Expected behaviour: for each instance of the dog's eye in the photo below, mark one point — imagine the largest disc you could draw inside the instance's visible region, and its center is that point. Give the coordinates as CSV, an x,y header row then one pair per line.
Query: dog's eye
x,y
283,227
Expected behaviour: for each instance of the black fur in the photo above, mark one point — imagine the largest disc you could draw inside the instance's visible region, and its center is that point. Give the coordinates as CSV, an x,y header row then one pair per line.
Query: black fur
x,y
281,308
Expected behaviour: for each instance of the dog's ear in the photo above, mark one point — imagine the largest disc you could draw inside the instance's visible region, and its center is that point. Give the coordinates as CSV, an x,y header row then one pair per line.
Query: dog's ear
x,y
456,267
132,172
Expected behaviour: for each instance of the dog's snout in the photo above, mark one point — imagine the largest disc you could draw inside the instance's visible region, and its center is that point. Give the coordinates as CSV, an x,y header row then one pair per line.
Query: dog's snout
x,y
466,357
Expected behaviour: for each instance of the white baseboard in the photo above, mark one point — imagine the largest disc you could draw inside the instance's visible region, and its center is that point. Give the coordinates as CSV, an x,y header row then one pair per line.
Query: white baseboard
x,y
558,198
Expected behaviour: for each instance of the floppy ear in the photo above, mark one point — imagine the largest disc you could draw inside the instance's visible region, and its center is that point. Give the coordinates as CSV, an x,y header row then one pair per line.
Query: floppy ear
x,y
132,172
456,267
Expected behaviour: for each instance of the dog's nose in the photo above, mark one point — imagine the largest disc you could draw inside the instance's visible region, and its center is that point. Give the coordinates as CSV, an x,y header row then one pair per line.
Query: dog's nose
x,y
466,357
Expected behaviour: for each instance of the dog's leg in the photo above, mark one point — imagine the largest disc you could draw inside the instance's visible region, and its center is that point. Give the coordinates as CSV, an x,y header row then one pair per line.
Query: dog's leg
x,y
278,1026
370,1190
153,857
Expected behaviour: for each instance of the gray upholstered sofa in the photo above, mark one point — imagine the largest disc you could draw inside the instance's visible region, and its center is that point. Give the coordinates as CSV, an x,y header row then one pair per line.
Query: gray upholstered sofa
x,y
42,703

##############################

▶ Directions:
Copy out the records above without altering anything.

▶ Exercise response:
Expected behaviour: for each instance of the dog's eye in the photo below, mark one point — imagine the largest disc you could draw inside the instance's visible region, and its center is that point. Give the coordinates as CSV, an x,y header row then one pair per line.
Query: dog's eye
x,y
283,227
Expected behaviour: for each instance of the black fur in the photo above, mark one point — imagine the largest disc you could draw inside the instance's visible region, and its center is that point. Give the coordinates as CSV, an x,y header row then one pair per line.
Query: black fur
x,y
281,308
Expected behaviour: for each instance of the dog's ear in the photo above, mark one point — imagine the largest disc you could draw inside the instance's visible region, and its center is that point. Give the coordinates as CSV, an x,y header row then one pair per line.
Query: dog's ear
x,y
456,267
132,172
Expected behaviour: for each instance of the dog's snout in the photo above, mark one point — imagine the largest disc you could draw inside the instance's visible region, and its center is that point. Give the coordinates as CSV, an x,y header row then one pair per line.
Query: dog's snout
x,y
466,357
Expected behaviour: for each instance of the white baseboard in the photo above, mark one point — imagine the largest disc you could draw inside the instance's visible region, and its center is that point. Give the coordinates as CSV, an x,y header row then one pair per line.
Query: white baseboard
x,y
558,198
Expected behaviour: for each instance of the floppy ear in the photo above, mark one point — imagine the largest disc you could draw inside the instance's visible region, and its center is that point. Give the coordinates as CSV, an x,y header row then one pair per line.
Query: floppy ear
x,y
132,172
456,267
Expected behaviour: for each instance of the dog's nose in the photo above, mark one point — imagine the largest disc you could draw inside the instance's visible region, and its center is that point. Give the coordinates as CSV, an x,y header row then one pair per line.
Query: dog's nose
x,y
466,357
Expected behaviour: for each instance of the dog's leg in the photo above, mark one point — imagine the largest disc you could draw inside the instance's visible region, and its center is that point. Give the coordinates as CSV, an x,y header row then one pair per line.
Query: dog's leg
x,y
278,1026
370,1190
153,857
Expected behaviour: for each instance of the gray upholstered sofa in the photo above, mark one point — imagine the largest disc you could draw inside the instance's visible region, and its center is that point. Give the coordinates as CSV, an x,y header row then one pair per line.
Query: gray upholstered sofa
x,y
42,703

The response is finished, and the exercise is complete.